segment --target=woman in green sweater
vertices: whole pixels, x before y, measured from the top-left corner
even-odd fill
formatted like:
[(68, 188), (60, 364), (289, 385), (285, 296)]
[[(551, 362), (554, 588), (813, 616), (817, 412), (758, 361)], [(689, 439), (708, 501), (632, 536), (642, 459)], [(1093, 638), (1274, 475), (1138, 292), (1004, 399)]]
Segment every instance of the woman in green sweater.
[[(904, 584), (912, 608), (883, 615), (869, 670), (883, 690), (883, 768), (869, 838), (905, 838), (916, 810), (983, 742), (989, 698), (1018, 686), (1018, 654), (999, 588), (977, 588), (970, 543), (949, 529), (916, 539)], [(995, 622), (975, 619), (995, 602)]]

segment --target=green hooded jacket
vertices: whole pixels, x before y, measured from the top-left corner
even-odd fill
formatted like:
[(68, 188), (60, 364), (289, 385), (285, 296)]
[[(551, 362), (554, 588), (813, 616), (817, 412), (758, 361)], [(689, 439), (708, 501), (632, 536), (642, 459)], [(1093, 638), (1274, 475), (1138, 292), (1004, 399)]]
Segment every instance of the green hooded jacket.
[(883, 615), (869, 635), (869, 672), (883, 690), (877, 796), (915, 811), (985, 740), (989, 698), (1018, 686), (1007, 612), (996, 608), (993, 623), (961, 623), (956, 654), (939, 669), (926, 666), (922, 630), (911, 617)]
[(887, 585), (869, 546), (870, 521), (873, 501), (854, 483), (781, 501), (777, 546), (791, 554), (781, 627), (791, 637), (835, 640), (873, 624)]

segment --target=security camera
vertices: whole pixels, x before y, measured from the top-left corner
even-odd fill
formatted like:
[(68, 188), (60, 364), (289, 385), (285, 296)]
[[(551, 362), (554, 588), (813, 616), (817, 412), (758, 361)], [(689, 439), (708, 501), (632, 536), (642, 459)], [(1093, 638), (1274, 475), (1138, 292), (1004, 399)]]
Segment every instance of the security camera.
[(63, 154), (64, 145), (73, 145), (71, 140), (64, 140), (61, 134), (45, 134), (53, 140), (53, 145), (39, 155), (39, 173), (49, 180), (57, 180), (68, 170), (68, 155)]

▸ **Directive**
Rewrite the records from the line with "segment --target=security camera" through the end, changing "even-odd fill" to "nonzero fill" and leaving all else as it stands. Return only those lines.

▸ **Solution for this problem**
segment --target=security camera
vertices: whole pixels, x before y, measured from the top-left corner
nonzero fill
formatted like:
[(68, 188), (60, 364), (289, 385), (285, 296)]
[[(551, 362), (554, 588), (813, 616), (817, 412), (758, 361)], [(689, 439), (708, 501), (632, 536), (642, 459)], [(1093, 638), (1274, 475), (1138, 292), (1004, 399)]]
Segment every instance of the security camera.
[(63, 154), (64, 145), (73, 145), (71, 140), (64, 140), (61, 134), (45, 134), (53, 140), (53, 145), (39, 155), (39, 173), (49, 180), (57, 180), (68, 170), (68, 155)]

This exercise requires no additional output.